# Task to complete
Would you copy only the lines below, beginning with the one that contains "For the evaluation set, tag each instance of the bus" and running through the last entry line?

# Entries shown
** Begin **

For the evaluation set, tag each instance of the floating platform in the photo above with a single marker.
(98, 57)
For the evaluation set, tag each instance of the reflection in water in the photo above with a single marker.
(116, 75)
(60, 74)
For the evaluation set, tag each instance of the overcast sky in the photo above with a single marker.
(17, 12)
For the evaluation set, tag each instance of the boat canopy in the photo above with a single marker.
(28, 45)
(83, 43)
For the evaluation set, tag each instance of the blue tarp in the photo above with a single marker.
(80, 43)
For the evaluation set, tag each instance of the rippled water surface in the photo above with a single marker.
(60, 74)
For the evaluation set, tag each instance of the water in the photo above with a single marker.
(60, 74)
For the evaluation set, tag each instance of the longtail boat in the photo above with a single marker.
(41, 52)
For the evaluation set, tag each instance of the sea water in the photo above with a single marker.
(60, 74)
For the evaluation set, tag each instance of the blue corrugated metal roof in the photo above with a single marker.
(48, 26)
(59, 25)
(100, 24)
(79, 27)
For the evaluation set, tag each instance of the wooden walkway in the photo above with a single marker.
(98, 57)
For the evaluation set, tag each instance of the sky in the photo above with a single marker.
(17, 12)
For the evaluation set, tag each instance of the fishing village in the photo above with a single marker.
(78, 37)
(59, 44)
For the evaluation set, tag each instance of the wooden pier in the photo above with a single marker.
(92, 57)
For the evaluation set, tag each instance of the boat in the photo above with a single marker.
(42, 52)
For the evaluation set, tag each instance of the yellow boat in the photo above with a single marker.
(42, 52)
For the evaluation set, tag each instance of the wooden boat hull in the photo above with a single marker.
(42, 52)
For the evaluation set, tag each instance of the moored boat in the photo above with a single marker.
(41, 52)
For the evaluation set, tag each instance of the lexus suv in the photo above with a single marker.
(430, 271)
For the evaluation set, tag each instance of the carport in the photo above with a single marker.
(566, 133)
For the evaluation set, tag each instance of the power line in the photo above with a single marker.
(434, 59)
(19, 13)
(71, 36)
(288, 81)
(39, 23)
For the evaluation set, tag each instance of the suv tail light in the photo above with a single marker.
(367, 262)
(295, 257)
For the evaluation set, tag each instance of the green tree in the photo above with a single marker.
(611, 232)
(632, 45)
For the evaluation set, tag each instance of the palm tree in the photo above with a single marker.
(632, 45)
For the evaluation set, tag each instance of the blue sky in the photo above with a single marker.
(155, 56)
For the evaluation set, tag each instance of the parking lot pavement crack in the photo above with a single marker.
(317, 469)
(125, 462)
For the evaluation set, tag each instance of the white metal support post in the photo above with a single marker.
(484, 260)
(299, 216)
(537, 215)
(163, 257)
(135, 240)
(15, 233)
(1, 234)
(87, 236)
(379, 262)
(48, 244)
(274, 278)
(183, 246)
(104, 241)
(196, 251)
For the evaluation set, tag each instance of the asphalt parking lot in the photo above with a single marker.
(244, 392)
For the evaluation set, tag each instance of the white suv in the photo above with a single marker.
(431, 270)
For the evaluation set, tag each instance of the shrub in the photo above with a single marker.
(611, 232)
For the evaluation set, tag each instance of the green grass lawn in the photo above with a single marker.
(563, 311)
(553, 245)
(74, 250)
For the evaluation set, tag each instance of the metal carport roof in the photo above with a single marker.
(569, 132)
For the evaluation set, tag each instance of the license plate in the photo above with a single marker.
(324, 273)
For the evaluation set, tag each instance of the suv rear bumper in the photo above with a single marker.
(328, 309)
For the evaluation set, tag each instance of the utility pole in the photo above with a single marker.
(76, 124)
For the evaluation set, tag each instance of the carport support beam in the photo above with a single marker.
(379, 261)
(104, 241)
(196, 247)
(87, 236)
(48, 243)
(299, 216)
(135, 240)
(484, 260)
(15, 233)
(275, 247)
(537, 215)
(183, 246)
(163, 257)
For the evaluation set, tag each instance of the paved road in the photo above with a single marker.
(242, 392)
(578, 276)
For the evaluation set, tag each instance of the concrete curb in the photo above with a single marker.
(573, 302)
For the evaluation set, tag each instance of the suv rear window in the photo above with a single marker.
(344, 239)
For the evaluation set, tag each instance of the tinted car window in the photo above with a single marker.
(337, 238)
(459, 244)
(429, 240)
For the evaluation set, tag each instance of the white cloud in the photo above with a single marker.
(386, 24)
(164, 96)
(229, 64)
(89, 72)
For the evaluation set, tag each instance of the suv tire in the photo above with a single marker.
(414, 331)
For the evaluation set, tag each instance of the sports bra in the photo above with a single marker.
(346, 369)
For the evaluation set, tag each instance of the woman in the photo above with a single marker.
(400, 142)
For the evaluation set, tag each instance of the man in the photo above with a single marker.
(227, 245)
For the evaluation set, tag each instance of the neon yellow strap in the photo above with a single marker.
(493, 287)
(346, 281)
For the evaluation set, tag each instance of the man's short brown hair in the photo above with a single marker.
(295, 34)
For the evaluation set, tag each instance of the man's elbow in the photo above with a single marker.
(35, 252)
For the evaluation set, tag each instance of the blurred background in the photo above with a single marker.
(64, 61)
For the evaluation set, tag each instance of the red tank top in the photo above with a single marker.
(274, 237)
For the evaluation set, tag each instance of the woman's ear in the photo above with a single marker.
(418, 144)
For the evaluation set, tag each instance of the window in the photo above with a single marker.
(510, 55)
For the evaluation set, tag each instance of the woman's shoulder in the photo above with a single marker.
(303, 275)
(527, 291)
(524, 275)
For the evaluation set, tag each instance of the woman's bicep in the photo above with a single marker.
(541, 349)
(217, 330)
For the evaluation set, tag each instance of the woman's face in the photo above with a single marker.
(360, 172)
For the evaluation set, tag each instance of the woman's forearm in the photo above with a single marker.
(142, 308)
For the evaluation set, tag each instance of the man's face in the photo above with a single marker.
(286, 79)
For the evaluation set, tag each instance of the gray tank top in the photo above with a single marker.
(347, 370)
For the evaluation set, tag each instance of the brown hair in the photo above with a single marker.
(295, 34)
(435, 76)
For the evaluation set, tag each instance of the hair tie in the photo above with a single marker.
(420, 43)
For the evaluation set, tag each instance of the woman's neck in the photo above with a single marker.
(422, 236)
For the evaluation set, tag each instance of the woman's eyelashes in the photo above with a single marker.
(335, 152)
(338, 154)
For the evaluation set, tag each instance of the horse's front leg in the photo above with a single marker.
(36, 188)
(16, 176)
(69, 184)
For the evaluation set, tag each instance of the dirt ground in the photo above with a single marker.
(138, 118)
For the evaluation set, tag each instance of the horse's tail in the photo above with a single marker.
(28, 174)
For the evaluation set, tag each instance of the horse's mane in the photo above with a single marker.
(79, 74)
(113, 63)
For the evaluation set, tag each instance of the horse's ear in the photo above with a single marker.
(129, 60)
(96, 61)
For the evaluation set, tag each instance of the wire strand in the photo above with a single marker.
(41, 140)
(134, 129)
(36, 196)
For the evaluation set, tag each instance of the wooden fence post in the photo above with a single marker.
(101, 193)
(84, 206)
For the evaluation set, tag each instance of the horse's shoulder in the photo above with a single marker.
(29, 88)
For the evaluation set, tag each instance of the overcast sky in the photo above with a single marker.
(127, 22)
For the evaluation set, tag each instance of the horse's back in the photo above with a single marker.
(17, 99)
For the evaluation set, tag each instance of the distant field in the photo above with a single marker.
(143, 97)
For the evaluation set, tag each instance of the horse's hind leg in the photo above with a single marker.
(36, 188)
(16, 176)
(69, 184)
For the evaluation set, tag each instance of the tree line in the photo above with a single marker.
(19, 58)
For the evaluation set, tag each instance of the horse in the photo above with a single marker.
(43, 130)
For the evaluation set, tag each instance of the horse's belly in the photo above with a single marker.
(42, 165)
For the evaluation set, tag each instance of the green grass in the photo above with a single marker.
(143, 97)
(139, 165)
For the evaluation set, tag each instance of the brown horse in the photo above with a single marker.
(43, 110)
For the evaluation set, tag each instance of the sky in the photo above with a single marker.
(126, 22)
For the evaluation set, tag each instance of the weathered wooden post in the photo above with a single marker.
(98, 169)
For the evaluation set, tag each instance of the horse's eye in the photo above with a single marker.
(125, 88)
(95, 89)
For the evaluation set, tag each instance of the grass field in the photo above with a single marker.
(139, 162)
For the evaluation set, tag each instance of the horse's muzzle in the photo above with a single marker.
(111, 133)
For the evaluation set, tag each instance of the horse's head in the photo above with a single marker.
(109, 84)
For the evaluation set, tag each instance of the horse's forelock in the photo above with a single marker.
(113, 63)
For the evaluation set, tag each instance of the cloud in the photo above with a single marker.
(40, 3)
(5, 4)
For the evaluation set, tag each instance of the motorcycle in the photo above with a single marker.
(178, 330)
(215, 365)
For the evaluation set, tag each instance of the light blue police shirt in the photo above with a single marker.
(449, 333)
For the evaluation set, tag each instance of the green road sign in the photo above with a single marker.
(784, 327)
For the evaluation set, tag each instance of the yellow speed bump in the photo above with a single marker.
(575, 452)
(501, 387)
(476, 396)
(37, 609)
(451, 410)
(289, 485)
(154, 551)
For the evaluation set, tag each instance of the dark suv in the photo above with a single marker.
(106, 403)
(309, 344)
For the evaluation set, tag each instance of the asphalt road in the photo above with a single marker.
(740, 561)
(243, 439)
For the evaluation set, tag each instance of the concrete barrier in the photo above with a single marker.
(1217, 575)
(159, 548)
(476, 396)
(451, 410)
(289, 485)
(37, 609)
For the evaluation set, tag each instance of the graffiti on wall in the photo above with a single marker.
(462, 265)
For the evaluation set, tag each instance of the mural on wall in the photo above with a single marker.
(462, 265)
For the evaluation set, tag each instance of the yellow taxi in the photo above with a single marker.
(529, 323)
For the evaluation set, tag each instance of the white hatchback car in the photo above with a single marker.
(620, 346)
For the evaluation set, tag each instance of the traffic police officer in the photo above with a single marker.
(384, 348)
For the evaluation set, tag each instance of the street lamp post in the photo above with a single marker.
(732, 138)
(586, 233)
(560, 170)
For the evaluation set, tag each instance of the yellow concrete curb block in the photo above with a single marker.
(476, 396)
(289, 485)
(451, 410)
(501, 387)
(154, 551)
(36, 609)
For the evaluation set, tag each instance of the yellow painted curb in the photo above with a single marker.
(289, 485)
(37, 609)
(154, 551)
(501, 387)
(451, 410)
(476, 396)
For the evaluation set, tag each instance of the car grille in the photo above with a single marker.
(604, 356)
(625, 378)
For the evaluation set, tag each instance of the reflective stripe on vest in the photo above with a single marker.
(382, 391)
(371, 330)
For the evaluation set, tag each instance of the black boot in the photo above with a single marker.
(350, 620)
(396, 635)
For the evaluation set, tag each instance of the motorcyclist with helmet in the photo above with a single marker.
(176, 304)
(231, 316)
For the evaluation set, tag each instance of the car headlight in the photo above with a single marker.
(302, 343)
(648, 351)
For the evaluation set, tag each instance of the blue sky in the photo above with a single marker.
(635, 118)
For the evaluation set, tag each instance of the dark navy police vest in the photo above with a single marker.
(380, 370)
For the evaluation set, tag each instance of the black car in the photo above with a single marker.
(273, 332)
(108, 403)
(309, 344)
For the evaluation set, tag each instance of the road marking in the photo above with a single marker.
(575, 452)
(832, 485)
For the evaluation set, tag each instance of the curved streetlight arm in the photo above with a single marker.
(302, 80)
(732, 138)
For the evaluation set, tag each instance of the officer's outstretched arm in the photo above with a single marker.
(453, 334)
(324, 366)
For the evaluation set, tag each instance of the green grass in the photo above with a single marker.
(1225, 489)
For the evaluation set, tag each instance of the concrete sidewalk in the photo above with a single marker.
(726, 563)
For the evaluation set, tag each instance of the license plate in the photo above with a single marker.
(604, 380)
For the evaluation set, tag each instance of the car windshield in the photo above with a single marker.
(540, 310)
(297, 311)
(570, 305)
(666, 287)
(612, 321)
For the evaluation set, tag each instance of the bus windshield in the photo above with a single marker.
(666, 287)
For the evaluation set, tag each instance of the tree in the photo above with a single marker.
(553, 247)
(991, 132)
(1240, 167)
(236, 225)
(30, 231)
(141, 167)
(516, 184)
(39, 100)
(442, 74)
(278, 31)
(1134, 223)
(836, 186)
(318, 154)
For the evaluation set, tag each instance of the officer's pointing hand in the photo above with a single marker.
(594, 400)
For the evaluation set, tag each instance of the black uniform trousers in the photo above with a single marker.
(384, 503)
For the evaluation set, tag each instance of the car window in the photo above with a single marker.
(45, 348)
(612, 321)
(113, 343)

** End **

# Exercise solution
For the evaluation set, tag each instance of the bus windshield in the photo above with a single marker.
(666, 287)
For the evaluation set, tag each instance of the tree in the photo above with a single marker.
(553, 247)
(991, 132)
(1240, 167)
(236, 225)
(30, 231)
(141, 167)
(516, 184)
(39, 100)
(442, 74)
(278, 31)
(1134, 223)
(836, 186)
(318, 154)
For the evaluation set, tag each instance of the officer's pointing hand in the photo above with a single marker.
(594, 400)
For the evaluation set, tag each instance of the black uniform trousers in the photo above with a single marker.
(384, 503)
For the evaluation set, tag each instance of the car window in the photo above with a single marker.
(45, 348)
(612, 321)
(113, 343)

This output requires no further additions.